(Point annotation records)
* Begin *

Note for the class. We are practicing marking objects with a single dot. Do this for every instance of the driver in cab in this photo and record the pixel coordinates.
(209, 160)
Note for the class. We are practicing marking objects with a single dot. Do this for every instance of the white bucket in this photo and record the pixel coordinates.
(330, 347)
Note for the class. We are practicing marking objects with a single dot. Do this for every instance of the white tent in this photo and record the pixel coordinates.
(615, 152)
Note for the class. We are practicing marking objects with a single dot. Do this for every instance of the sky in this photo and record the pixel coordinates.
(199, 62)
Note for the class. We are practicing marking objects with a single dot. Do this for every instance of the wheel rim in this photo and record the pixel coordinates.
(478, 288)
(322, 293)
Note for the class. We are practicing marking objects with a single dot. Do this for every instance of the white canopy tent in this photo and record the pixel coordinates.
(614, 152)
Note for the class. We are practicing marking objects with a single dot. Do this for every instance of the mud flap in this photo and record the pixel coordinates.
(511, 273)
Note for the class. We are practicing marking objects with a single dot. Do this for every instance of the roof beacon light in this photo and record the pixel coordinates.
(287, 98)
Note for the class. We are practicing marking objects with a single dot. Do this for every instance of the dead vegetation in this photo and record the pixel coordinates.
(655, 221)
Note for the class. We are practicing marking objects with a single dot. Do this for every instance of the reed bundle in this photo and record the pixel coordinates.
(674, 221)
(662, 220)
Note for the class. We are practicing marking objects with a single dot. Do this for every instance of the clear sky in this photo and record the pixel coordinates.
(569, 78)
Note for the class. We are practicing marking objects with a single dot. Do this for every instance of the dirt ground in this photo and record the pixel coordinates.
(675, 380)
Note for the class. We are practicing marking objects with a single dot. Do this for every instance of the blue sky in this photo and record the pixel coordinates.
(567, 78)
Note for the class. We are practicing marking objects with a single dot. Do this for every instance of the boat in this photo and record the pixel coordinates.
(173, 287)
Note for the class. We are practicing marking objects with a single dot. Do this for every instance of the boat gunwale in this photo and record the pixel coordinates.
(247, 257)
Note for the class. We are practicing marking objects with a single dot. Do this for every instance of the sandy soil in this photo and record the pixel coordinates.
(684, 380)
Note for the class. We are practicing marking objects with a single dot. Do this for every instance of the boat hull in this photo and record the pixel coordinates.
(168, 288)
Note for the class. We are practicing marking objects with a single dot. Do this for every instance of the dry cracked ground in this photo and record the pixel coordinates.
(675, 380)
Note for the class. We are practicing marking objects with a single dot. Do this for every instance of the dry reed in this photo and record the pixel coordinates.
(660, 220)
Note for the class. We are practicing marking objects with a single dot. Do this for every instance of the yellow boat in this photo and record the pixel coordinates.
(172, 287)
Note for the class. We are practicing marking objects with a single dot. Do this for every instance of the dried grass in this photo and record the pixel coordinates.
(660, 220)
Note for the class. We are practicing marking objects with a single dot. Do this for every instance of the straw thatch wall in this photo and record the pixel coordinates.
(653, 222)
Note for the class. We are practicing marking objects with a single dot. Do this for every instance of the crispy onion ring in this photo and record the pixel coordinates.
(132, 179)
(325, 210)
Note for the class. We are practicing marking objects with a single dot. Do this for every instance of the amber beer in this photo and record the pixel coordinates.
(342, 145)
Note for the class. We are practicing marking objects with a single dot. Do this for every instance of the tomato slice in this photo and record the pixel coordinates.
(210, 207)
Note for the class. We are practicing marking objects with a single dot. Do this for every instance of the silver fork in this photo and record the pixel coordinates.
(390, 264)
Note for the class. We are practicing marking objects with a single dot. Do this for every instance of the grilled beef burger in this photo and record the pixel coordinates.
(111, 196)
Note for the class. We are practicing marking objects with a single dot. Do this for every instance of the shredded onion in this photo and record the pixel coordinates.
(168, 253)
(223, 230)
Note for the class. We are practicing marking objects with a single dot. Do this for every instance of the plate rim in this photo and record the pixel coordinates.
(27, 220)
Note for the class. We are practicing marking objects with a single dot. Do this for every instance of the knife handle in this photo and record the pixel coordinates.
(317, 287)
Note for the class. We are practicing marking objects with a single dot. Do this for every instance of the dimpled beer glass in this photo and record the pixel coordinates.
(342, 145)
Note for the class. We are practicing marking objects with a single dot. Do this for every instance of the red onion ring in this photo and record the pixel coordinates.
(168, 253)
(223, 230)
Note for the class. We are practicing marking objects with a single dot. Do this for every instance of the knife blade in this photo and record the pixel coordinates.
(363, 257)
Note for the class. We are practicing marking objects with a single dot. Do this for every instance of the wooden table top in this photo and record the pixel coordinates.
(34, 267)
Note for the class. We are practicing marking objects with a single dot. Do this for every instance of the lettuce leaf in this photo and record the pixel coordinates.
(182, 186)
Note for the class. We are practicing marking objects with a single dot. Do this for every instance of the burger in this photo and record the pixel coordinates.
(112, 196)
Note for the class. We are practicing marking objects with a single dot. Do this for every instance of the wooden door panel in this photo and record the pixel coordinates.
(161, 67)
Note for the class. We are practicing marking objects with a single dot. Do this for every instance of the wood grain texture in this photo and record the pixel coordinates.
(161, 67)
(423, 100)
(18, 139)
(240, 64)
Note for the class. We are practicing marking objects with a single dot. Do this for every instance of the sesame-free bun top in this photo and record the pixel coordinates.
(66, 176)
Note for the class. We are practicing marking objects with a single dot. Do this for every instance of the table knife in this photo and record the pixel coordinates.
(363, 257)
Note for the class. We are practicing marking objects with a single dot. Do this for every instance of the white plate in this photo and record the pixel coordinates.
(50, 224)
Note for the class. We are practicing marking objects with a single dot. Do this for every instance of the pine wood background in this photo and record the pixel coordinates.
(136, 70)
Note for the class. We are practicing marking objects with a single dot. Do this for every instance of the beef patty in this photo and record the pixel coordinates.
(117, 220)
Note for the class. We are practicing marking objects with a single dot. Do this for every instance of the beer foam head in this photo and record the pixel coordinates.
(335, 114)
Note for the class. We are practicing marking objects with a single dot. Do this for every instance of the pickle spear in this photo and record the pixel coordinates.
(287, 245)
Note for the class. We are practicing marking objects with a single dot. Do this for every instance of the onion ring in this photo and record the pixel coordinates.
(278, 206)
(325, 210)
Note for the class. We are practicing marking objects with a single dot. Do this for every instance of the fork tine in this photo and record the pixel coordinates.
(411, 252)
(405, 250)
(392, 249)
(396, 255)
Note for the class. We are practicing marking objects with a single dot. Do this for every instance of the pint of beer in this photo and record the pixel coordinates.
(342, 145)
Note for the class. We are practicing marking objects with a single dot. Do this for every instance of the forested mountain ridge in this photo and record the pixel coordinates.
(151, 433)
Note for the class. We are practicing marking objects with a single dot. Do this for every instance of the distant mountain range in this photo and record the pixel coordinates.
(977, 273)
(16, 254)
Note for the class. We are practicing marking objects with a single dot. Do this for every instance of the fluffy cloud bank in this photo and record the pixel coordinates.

* End *

● WHAT YOU ARE ASKED TO DO
Render the records above as a Markdown table with two columns, Row and Line, giving each non-blank line its own numbered row.

● ANSWER IN FULL
| Row | Line |
|---|---|
| 1 | Note for the class. We are practicing marking objects with a single dot. Do this for every instance of the driver in cab in this photo and record the pixel coordinates. |
| 2 | (209, 160) |
| 3 | Note for the class. We are practicing marking objects with a single dot. Do this for every instance of the white bucket in this photo and record the pixel coordinates. |
| 4 | (330, 347) |
| 5 | Note for the class. We are practicing marking objects with a single dot. Do this for every instance of the white tent in this photo and record the pixel coordinates. |
| 6 | (615, 152) |
| 7 | Note for the class. We are practicing marking objects with a single dot. Do this for every instance of the sky in this photo and record the pixel coordinates. |
| 8 | (199, 62) |
| 9 | Note for the class. We are practicing marking objects with a single dot. Do this for every instance of the wheel rim in this photo and record the pixel coordinates. |
| 10 | (478, 288) |
| 11 | (322, 293) |
| 12 | Note for the class. We are practicing marking objects with a single dot. Do this for every instance of the white canopy tent in this photo and record the pixel coordinates. |
| 13 | (614, 152) |
| 14 | Note for the class. We are practicing marking objects with a single dot. Do this for every instance of the mud flap in this photo and record the pixel coordinates. |
| 15 | (511, 273) |
| 16 | Note for the class. We are practicing marking objects with a single dot. Do this for every instance of the roof beacon light in this photo and record the pixel coordinates. |
| 17 | (287, 98) |
| 18 | Note for the class. We are practicing marking objects with a single dot. Do this for every instance of the dead vegetation in this photo and record the pixel coordinates. |
| 19 | (655, 221) |
| 20 | Note for the class. We are practicing marking objects with a single dot. Do this for every instance of the reed bundle in this photo and record the pixel coordinates. |
| 21 | (674, 221) |
| 22 | (662, 220) |
| 23 | Note for the class. We are practicing marking objects with a single dot. Do this for every instance of the clear sky in this photo and record the pixel coordinates. |
| 24 | (569, 78) |
| 25 | Note for the class. We are practicing marking objects with a single dot. Do this for every instance of the dirt ground in this photo and record the pixel coordinates. |
| 26 | (675, 380) |
| 27 | Note for the class. We are practicing marking objects with a single dot. Do this for every instance of the blue sky in this photo and record the pixel coordinates. |
| 28 | (567, 78) |
| 29 | Note for the class. We are practicing marking objects with a single dot. Do this for every instance of the boat in this photo and record the pixel coordinates. |
| 30 | (173, 287) |
| 31 | Note for the class. We are practicing marking objects with a single dot. Do this for every instance of the boat gunwale in this photo and record the pixel coordinates. |
| 32 | (247, 257) |
| 33 | Note for the class. We are practicing marking objects with a single dot. Do this for every instance of the sandy soil in this photo and record the pixel coordinates. |
| 34 | (684, 380) |
| 35 | Note for the class. We are practicing marking objects with a single dot. Do this for every instance of the boat hull in this photo and record the pixel coordinates. |
| 36 | (168, 288) |
| 37 | Note for the class. We are practicing marking objects with a single dot. Do this for every instance of the dry cracked ground in this photo and record the pixel coordinates. |
| 38 | (675, 380) |
| 39 | Note for the class. We are practicing marking objects with a single dot. Do this for every instance of the dry reed in this photo and record the pixel coordinates. |
| 40 | (660, 220) |
| 41 | Note for the class. We are practicing marking objects with a single dot. Do this for every instance of the yellow boat in this photo and record the pixel coordinates. |
| 42 | (172, 287) |
| 43 | Note for the class. We are practicing marking objects with a single dot. Do this for every instance of the dried grass in this photo and record the pixel coordinates. |
| 44 | (660, 220) |
| 45 | Note for the class. We are practicing marking objects with a single dot. Do this for every instance of the straw thatch wall in this photo and record the pixel coordinates. |
| 46 | (653, 222) |
| 47 | Note for the class. We are practicing marking objects with a single dot. Do this for every instance of the crispy onion ring in this photo and record the pixel coordinates. |
| 48 | (132, 179) |
| 49 | (325, 210) |
| 50 | Note for the class. We are practicing marking objects with a single dot. Do this for every instance of the amber beer in this photo and record the pixel coordinates. |
| 51 | (342, 145) |
| 52 | Note for the class. We are practicing marking objects with a single dot. Do this for every instance of the tomato slice in this photo and record the pixel coordinates. |
| 53 | (210, 207) |
| 54 | Note for the class. We are practicing marking objects with a single dot. Do this for every instance of the silver fork in this photo and record the pixel coordinates. |
| 55 | (390, 264) |
| 56 | Note for the class. We are practicing marking objects with a single dot. Do this for every instance of the grilled beef burger in this photo and record the pixel coordinates. |
| 57 | (111, 196) |
| 58 | Note for the class. We are practicing marking objects with a single dot. Do this for every instance of the shredded onion in this photo and record the pixel coordinates. |
| 59 | (168, 253) |
| 60 | (223, 230) |
| 61 | Note for the class. We are practicing marking objects with a single dot. Do this for every instance of the plate rim in this photo and record the pixel coordinates. |
| 62 | (27, 220) |
| 63 | Note for the class. We are practicing marking objects with a single dot. Do this for every instance of the knife handle in this photo and record the pixel coordinates. |
| 64 | (317, 287) |
| 65 | Note for the class. We are practicing marking objects with a single dot. Do this for every instance of the dimpled beer glass in this photo and record the pixel coordinates. |
| 66 | (342, 145) |
| 67 | Note for the class. We are practicing marking objects with a single dot. Do this for every instance of the red onion ring in this photo and record the pixel coordinates. |
| 68 | (168, 253) |
| 69 | (223, 230) |
| 70 | Note for the class. We are practicing marking objects with a single dot. Do this for every instance of the knife blade in this photo and record the pixel coordinates. |
| 71 | (363, 257) |
| 72 | Note for the class. We are practicing marking objects with a single dot. Do this for every instance of the wooden table top in this photo and record the pixel coordinates. |
| 73 | (34, 267) |
| 74 | Note for the class. We are practicing marking objects with a single dot. Do this for every instance of the lettuce leaf in this photo and record the pixel coordinates. |
| 75 | (182, 186) |
| 76 | Note for the class. We are practicing marking objects with a single dot. Do this for every instance of the burger in this photo and record the pixel coordinates. |
| 77 | (112, 196) |
| 78 | Note for the class. We are practicing marking objects with a single dot. Do this for every instance of the wooden door panel in this photo and record the pixel coordinates. |
| 79 | (161, 67) |
| 80 | Note for the class. We are practicing marking objects with a single dot. Do this for every instance of the wood grain texture in this photo and record the pixel coordinates. |
| 81 | (161, 67) |
| 82 | (423, 100) |
| 83 | (18, 139) |
| 84 | (240, 64) |
| 85 | Note for the class. We are practicing marking objects with a single dot. Do this for every instance of the sesame-free bun top in this photo and record the pixel coordinates. |
| 86 | (66, 176) |
| 87 | Note for the class. We are practicing marking objects with a single dot. Do this for every instance of the table knife in this photo and record the pixel coordinates. |
| 88 | (363, 257) |
| 89 | Note for the class. We are practicing marking objects with a single dot. Do this for every instance of the white plate in this photo and record the pixel coordinates. |
| 90 | (50, 224) |
| 91 | Note for the class. We are practicing marking objects with a single dot. Do this for every instance of the pine wood background in this photo and record the pixel coordinates. |
| 92 | (136, 70) |
| 93 | Note for the class. We are practicing marking objects with a single dot. Do this for every instance of the beef patty in this photo and record the pixel coordinates. |
| 94 | (117, 220) |
| 95 | Note for the class. We are practicing marking objects with a single dot. Do this for every instance of the beer foam head in this photo and record the pixel coordinates. |
| 96 | (335, 114) |
| 97 | Note for the class. We are practicing marking objects with a single dot. Do this for every instance of the pickle spear in this photo and record the pixel coordinates. |
| 98 | (287, 245) |
| 99 | Note for the class. We are practicing marking objects with a single dot. Do this for every instance of the onion ring in this photo and record the pixel coordinates. |
| 100 | (278, 206) |
| 101 | (325, 210) |
| 102 | Note for the class. We are practicing marking objects with a single dot. Do this for every instance of the fork tine in this photo and record the pixel coordinates. |
| 103 | (411, 252) |
| 104 | (405, 250) |
| 105 | (392, 249) |
| 106 | (396, 255) |
| 107 | Note for the class. We are practicing marking objects with a single dot. Do this for every instance of the pint of beer in this photo and record the pixel coordinates. |
| 108 | (342, 145) |
| 109 | Note for the class. We are practicing marking objects with a single dot. Do this for every instance of the forested mountain ridge in this photo and record the pixel coordinates. |
| 110 | (151, 433) |
| 111 | Note for the class. We are practicing marking objects with a single dot. Do this for every instance of the distant mountain range in this photo and record the pixel coordinates. |
| 112 | (977, 273) |
| 113 | (16, 254) |
| 114 | Note for the class. We are practicing marking objects with a single dot. Do this for every instance of the fluffy cloud bank in this photo and record the pixel coordinates. |